# Microsoft Word typing lag.



## Dizzy714

I've always noticed this [2007 owner], I thought maybe Word 2010 would be different but it's the same. Since I'm a fast typer, I notice a small delay between keys pressed than as typing them on Wordpad/notepad/anywhere else. I even shut off the realtime spell check, and it made no difference. Is there a fix for this?


----------



## Flaring Afro

What are your computer specs and what os? Word is a big program and it sounds like it's bogging down the processor.


----------



## lubo4444

Yup we need your computer specs but i think your problem is that your CPU usage in your task manager is filling up most of the space and that's what's causing it to delay.  I had the same problem with my old pc.


----------



## Dizzy714

Intel i7 920 Processor
6Gb's DDR3
MSI x58 PRO-E Motherboard
1.5Tb HDD (I just installed this the other day with Windows 7, so it's fresh)


----------



## Dizzy714

Hm Hm Hm.


----------



## lubo4444

Try reinstalling the program.


----------



## starlitjoker

with those specs its software lol... what kind of keyboard? slow reg? bad response time? faulty wiring try hooking up a different keyboard, or reinstall first and then see whats up.


----------



## Dizzy714

Well shoot, man, lol. I know for a fact reinstalling the program isn't gonna do any good. Because Office 2010 was literally just installed a couple of days ago. 2007 was installed a while ago, however, there was a point in time that I reinstalled Office 2007 and there was no change to the typing lag. It's not like a MAJOR lag, it's just a me being picky lag - lol. As in it's noticeable when you're looking at the screen an I type in Wordpad/Notepad/This-box-I'm-typing-in-right-now, then go to Microsoft Word and type a line. Pretty sure the average person wouldn't notice. The tech buddy I have that installed Office 2010 beta [which seems damn near complete to me] with his never expiring key issued from Microsoft couldn't tell. But when I told him to type in another program then type back in Word, he did notice it too - so like I said, picky lag. I'm on a Dell keyboard, not sure what the model is but it came with the XPS [that I ended up buying for nothing seeing how I rebuilt the computer from ground up including a case], medium profile keys an it's hooked up through USB. I don't think it's the keyboard. It makes sense that it would be the realtime spell checks and the other couple of realtime options there are - but I shut those off and it was the same.


----------



## Loso

I am experiencing the same problem with the lag, but in word 2007.

I've noticed, after searching the online that a lot of ppl that experience this are dell uses. I too am a dell user, xps M1530 laptop. Could it be manufacturer related??

It really is annoying because I type whilst looking at the screen, and it just doesn't sync well.

Any ideas guys??


----------



## u7web

You would pobably be better off going to the Dell forums with this question.....I have looked around and it appears a background service related to the Dell media software is causing this problem...it's called 'PCMservice.exe'.
The reports are that disabling this service resolves the issue.

§ **Requirement A**:
Copy everything in the Word typing lag thread from "I am experiencing" down to "be manufacturer related??".
The forum thread on Word typing lag and the records are unrelated material.

Image location labeling records

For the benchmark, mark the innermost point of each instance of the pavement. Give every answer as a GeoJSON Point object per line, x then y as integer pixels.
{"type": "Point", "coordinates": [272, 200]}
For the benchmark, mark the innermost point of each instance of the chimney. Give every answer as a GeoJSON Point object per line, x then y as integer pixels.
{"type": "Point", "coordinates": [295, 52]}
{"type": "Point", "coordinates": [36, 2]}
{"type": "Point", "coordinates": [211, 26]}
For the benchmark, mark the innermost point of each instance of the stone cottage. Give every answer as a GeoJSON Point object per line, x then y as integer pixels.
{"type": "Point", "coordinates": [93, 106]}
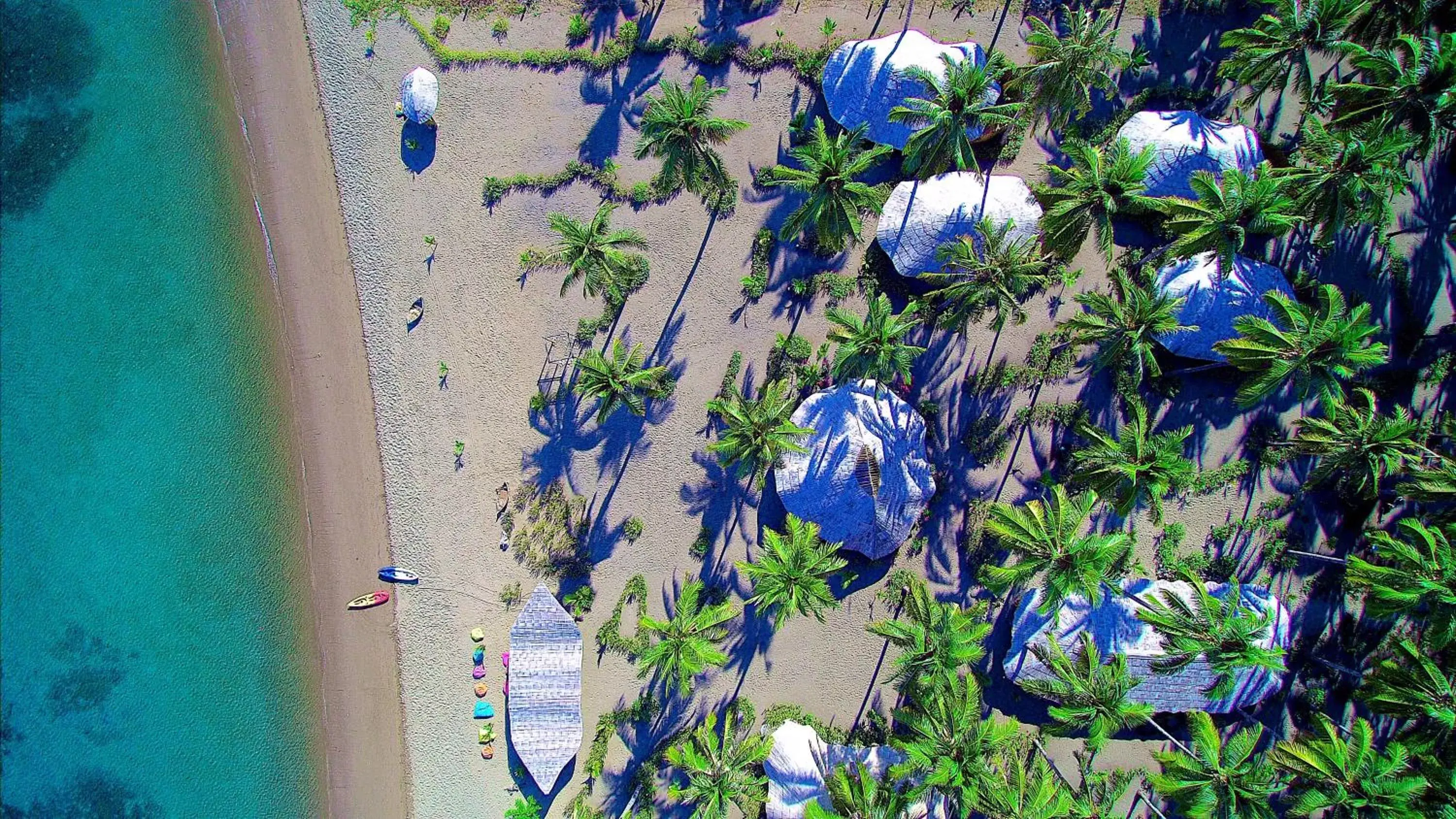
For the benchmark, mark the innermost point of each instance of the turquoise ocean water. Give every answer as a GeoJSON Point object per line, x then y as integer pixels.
{"type": "Point", "coordinates": [150, 636]}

§ **Requirement B**:
Add 74 to every coordinate in the answers of the records, then write out all of their lines again, requests included. Omit the pictures.

§ **Task answer A**:
I am experiencing the same problem with the lag, but in word 2007.

I've noticed, after searching the online that a lot of ppl that experience this are dell uses. I too am a dell user, xps M1530 laptop. Could it be manufacturer related??

§ **Task answer B**:
For the benchmark, mark the innermost point of each instance of the pavement. Give every answer as a GeoJSON Point object per line, x then y as integer pixels.
{"type": "Point", "coordinates": [346, 274]}
For the benchmark, mark the innermost point of each instance of the chimney. Give every answer as a GeoJSON Point object per line, x then y as integer pixels.
{"type": "Point", "coordinates": [369, 126]}
{"type": "Point", "coordinates": [110, 76]}
{"type": "Point", "coordinates": [285, 100]}
For the benchmark, mark the innermost point of each instance of the stone cottage. Give every answer as a GeoJSON Point object per line, x then y as integer pixels.
{"type": "Point", "coordinates": [167, 180]}
For the benchmark, mark the innermost point of each instance of the turquoise ocean water. Give every answer as a GeoJSON Point object per line, x then y as integer pixels.
{"type": "Point", "coordinates": [224, 710]}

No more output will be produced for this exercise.